PROBLEM REQUIREMENTS
Starting at the line containing "Can you find the grey" and ending at the last of the items, can you write those lines out again with "brown hijab" changed to "brown headscarf" and everything else left as it is?

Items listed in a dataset
· · · · ·

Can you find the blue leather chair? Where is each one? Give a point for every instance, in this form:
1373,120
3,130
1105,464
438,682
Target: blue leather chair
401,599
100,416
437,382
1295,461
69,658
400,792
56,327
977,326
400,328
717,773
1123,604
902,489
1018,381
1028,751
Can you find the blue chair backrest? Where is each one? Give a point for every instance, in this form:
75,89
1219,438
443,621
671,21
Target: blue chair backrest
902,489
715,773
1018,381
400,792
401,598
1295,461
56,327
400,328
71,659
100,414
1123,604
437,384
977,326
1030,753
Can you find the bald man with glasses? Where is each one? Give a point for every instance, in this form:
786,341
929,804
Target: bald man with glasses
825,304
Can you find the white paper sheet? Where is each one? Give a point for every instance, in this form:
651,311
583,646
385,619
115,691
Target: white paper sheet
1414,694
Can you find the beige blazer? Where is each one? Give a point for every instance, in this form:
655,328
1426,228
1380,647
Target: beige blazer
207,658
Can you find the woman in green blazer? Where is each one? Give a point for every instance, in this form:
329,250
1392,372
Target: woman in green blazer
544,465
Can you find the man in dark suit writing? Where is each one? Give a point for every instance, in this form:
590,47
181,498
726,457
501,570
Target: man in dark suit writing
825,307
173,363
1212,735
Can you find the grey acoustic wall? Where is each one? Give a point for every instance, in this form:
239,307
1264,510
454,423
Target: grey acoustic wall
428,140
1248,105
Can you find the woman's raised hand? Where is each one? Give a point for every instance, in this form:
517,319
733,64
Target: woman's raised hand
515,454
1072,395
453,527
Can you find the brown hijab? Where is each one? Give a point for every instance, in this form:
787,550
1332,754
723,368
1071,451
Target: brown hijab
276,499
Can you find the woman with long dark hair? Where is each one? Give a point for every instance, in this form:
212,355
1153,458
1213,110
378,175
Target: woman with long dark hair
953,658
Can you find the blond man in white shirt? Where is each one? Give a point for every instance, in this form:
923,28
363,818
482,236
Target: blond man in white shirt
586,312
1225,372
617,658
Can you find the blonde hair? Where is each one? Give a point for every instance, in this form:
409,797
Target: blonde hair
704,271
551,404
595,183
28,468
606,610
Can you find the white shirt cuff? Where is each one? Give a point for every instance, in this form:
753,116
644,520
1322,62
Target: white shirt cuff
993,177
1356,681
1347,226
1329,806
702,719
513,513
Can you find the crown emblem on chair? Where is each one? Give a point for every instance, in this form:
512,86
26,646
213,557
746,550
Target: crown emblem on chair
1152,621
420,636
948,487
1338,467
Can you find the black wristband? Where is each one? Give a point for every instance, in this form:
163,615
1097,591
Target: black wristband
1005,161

· · · · ·

OUTPUT FOR THIS TASK
Can you find the grey acoustic wall? Where is each one? Give a point for every instance, in this form:
239,307
1264,510
454,423
Target: grey acoustic wall
428,140
1248,105
Can you find the woman's raised hand? Where is each one? Give a point for every instance, in this form:
517,319
733,64
Target: woman's raised hand
515,454
1072,395
453,527
Can you find the brown headscarf? Where is each one? Give a point for every instance, in this form:
787,550
1332,754
723,368
1071,451
Target: brown headscarf
276,499
Can you find the woman with long dark hair? Where is each one? Give a point for every instance, in this form:
212,355
1153,458
1213,110
378,175
Target: woman with long dark hair
953,658
Can you find the blond man in white shirt? Where is each one? Give a point for every instance, in this form:
923,28
363,818
482,236
Target: blond man in white shirt
586,312
1225,372
617,658
Can you find the blonde hair? Where is each one? Give a point for every instance, in this form:
409,797
Target: blonde hair
704,271
551,404
595,183
28,468
606,610
Can you find the white shirt cuff? Where is each one? Give a point for every instance, in this form:
753,116
644,520
1322,62
Target: white shirt cuff
993,177
1356,681
1347,226
1329,806
702,719
513,513
Can you find the crown emblem on chair? Where is each one? Give a point for every instance, in this form:
512,86
26,646
213,557
746,550
Target: crown emblem on chair
1152,621
420,636
948,487
1338,467
Can you find the black wristband? Where is each one? Give a point for every instance, in this form:
163,615
1097,591
Target: black wristband
1005,161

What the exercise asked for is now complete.